**THE EXERCISE:** Copy the material exactly, from its first line up to and including the line that contains "MULTIPOLYGON (((205 90, 206". Leave the pictures out of your answer.

— BEGIN RECORD SET —

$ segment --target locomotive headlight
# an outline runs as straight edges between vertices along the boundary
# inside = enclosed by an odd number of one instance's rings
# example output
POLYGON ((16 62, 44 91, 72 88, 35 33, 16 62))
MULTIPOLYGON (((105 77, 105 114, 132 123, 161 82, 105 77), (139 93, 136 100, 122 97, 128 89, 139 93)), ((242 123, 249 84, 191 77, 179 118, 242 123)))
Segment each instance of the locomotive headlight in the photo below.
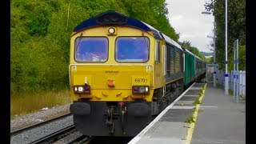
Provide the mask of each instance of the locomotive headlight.
POLYGON ((109 34, 114 34, 114 32, 115 32, 115 30, 114 30, 114 27, 110 27, 110 28, 109 28, 109 34))
POLYGON ((149 91, 149 87, 145 87, 145 91, 148 92, 149 91))
POLYGON ((82 92, 82 90, 83 90, 82 86, 79 86, 79 87, 78 87, 78 91, 79 91, 79 92, 82 92))
POLYGON ((140 93, 144 93, 145 92, 146 88, 144 86, 140 86, 138 89, 138 91, 140 93))

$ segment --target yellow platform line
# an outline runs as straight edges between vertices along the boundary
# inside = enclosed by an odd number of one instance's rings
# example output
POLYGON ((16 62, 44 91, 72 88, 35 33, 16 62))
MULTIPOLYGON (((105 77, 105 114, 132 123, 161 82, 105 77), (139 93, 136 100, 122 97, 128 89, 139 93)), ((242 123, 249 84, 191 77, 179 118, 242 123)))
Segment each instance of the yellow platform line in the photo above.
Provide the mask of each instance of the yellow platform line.
MULTIPOLYGON (((205 90, 206 88, 206 85, 207 83, 205 84, 205 86, 203 86, 203 90, 202 90, 202 96, 199 98, 199 101, 202 102, 202 98, 205 95, 205 90)), ((198 117, 198 110, 199 110, 199 107, 200 107, 201 104, 197 104, 196 107, 195 107, 195 110, 194 113, 193 114, 193 118, 194 118, 194 122, 191 122, 190 126, 189 126, 189 130, 187 132, 186 134, 186 143, 187 144, 190 144, 191 142, 191 139, 192 139, 192 136, 193 136, 193 132, 194 132, 194 126, 195 126, 195 122, 197 121, 197 117, 198 117)))

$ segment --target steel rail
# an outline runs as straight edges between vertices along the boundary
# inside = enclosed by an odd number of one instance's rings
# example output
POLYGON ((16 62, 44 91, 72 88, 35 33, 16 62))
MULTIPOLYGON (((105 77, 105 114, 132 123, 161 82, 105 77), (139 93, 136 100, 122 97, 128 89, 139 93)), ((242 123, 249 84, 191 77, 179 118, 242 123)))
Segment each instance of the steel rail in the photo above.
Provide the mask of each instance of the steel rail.
POLYGON ((65 134, 68 132, 70 132, 72 130, 75 130, 74 125, 71 125, 67 127, 65 127, 64 129, 62 129, 62 130, 55 131, 50 134, 48 134, 43 138, 38 138, 34 142, 30 142, 30 144, 44 143, 44 142, 49 143, 49 142, 47 142, 48 141, 55 140, 56 138, 58 138, 59 136, 65 134))
POLYGON ((34 124, 34 125, 31 125, 31 126, 24 127, 24 128, 22 128, 22 129, 18 129, 18 130, 14 130, 14 131, 10 132, 10 135, 14 135, 14 134, 18 134, 18 133, 22 133, 22 132, 25 131, 25 130, 28 130, 34 129, 34 127, 38 127, 38 126, 42 126, 42 125, 45 125, 45 124, 52 122, 54 122, 54 121, 61 119, 61 118, 64 118, 64 117, 68 117, 68 116, 70 116, 70 115, 71 115, 70 113, 66 114, 64 114, 64 115, 62 115, 62 116, 60 116, 60 117, 57 117, 57 118, 52 118, 52 119, 49 119, 49 120, 45 121, 45 122, 43 122, 36 123, 36 124, 34 124))

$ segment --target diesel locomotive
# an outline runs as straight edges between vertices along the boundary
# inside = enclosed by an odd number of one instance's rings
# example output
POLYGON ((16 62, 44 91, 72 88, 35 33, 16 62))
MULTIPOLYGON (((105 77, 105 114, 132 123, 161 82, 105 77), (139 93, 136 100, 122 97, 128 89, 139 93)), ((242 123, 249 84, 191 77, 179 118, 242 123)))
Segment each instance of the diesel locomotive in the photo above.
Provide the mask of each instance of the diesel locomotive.
POLYGON ((205 73, 205 62, 163 33, 106 11, 71 34, 74 125, 89 136, 136 136, 205 73))

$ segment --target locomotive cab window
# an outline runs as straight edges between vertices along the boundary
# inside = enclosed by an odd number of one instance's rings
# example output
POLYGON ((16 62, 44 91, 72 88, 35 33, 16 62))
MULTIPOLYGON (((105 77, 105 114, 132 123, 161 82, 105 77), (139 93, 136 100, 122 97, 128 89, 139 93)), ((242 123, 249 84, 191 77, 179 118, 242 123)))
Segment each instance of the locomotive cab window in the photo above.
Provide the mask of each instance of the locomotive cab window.
POLYGON ((155 62, 160 63, 160 42, 157 42, 155 45, 155 62))
POLYGON ((74 60, 78 62, 104 62, 108 58, 108 39, 105 37, 78 37, 75 39, 74 60))
POLYGON ((150 40, 146 37, 118 37, 115 60, 119 62, 146 62, 149 60, 150 40))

— END RECORD SET —

**RESULT FOR THIS TASK:**
$ segment --target locomotive headlight
# an outline runs as straight edges between vertices along the boundary
# inside = enclosed by an odd number of one instance's rings
# example output
POLYGON ((16 62, 44 91, 72 88, 35 33, 16 62))
MULTIPOLYGON (((105 77, 105 114, 132 123, 161 82, 105 77), (139 93, 136 100, 122 97, 128 89, 139 93)), ((242 123, 249 84, 191 77, 179 118, 242 123)))
Segment each instance of the locomotive headlight in the photo below.
Provide the mask of each instance of the locomotive headlight.
POLYGON ((109 34, 114 34, 114 32, 115 32, 115 30, 114 30, 114 27, 110 27, 110 28, 109 28, 109 34))
POLYGON ((149 91, 149 87, 145 87, 145 91, 148 92, 149 91))
POLYGON ((82 92, 82 90, 83 90, 82 86, 79 86, 79 87, 78 87, 78 91, 79 91, 79 92, 82 92))
POLYGON ((140 93, 144 93, 145 92, 146 88, 144 86, 140 86, 138 89, 138 91, 140 93))

$ segment --target yellow platform line
# an outline runs as straight edges between vertices along the boundary
# inside = enclosed by an odd number of one instance's rings
# example output
POLYGON ((16 62, 44 91, 72 88, 35 33, 16 62))
MULTIPOLYGON (((105 77, 105 114, 132 123, 161 82, 105 77), (139 93, 136 100, 122 97, 128 89, 139 93)), ((242 123, 249 84, 191 77, 179 118, 242 123)))
Segment each instance of the yellow platform line in the photo above.
Provide the mask of each instance of the yellow platform line.
MULTIPOLYGON (((205 90, 206 88, 206 85, 207 83, 205 84, 205 86, 203 86, 203 90, 202 90, 202 96, 199 98, 199 101, 202 102, 202 98, 205 95, 205 90)), ((198 117, 198 110, 199 110, 199 107, 200 107, 201 104, 197 104, 196 107, 195 107, 195 110, 194 113, 193 114, 193 118, 194 118, 194 122, 191 122, 190 126, 189 126, 189 130, 187 132, 186 134, 186 143, 187 144, 190 144, 191 142, 191 139, 192 139, 192 136, 193 136, 193 132, 194 132, 194 126, 195 126, 195 122, 197 121, 197 117, 198 117)))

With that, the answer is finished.